What to produce: Exactly reproduce the lines from the line that has "Task: indicate the outdoor" down to the last line of the entries, inclusive.

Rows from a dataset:

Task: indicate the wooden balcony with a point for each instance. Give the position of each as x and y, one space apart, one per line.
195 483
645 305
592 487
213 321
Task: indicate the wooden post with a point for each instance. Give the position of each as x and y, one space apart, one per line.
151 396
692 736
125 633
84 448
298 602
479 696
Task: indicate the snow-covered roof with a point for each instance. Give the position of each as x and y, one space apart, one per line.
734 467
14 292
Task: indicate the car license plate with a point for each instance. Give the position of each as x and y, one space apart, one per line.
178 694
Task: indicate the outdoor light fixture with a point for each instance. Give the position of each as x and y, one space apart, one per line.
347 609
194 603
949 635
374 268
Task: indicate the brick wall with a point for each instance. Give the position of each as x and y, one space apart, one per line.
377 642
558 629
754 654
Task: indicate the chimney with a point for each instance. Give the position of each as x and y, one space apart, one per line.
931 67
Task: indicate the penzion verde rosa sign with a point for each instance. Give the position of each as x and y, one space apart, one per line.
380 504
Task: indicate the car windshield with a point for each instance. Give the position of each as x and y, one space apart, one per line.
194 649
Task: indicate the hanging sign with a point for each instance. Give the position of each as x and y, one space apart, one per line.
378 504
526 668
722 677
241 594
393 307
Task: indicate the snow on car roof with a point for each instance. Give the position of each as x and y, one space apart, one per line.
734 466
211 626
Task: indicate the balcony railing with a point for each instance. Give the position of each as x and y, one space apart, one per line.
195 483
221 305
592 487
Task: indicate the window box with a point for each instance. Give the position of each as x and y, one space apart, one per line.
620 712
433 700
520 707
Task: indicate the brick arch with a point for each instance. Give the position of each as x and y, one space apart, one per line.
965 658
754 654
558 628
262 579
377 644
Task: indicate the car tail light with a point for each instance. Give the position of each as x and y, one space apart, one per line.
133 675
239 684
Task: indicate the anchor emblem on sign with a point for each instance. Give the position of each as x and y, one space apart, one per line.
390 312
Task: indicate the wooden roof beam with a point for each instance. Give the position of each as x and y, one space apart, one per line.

Result:
Task: indicate the outdoor light fixture with a point for each instance. Give the position of each as x and y, one space apart, one per line.
347 609
194 603
949 635
374 268
Task: indicate the brick wall with a point for each instance. Give the position of each as x and y, one space apart, one per line.
377 642
558 629
754 654
Task: indicate the chimney with a point for each instance. Give the position of each as x and y, one space apart, one per line.
931 67
Task: indicate the penzion verde rosa sign with a point for each instance. Give the position of each as x and y, one space apart, one per line.
380 504
Task: indicate the car windshield with a point for each instance. Give the position of each as x and y, one space apart, one per line.
194 649
Task: indicate the hanging sign with a point for each instance. Give the position of each as x and y, one space apart, one per line.
378 504
526 668
722 677
241 594
393 307
Task: indicate the snow on car roof with a point for each instance. Give the position of each as x and y, one space apart, one per line.
734 466
211 626
Task: indicate the balcony railing with a point for each instance. Give the position of each as x and y, one space apart, one per line.
195 483
221 305
592 487
Task: indicate the window box with a point for each instance. Give the position of each as x and y, one space apart, one per line.
620 712
433 700
520 707
Task: indicate the brick arch with a point for each instance. Give the position of each as x and y, one space apart, one per line.
965 658
754 654
558 628
262 579
377 644
Task: indicate the car tail light with a point for each instance. Give the position of each as x and y, one space apart, one per line.
133 675
239 684
Task: indicate the anchor emblem on sign with a point for each instance. Give the position of each as x and y, one space apart, one per line.
390 312
Task: indicate the wooden roof beam with a point for each instance. Give the position of each as x and y, one space apart, one per line.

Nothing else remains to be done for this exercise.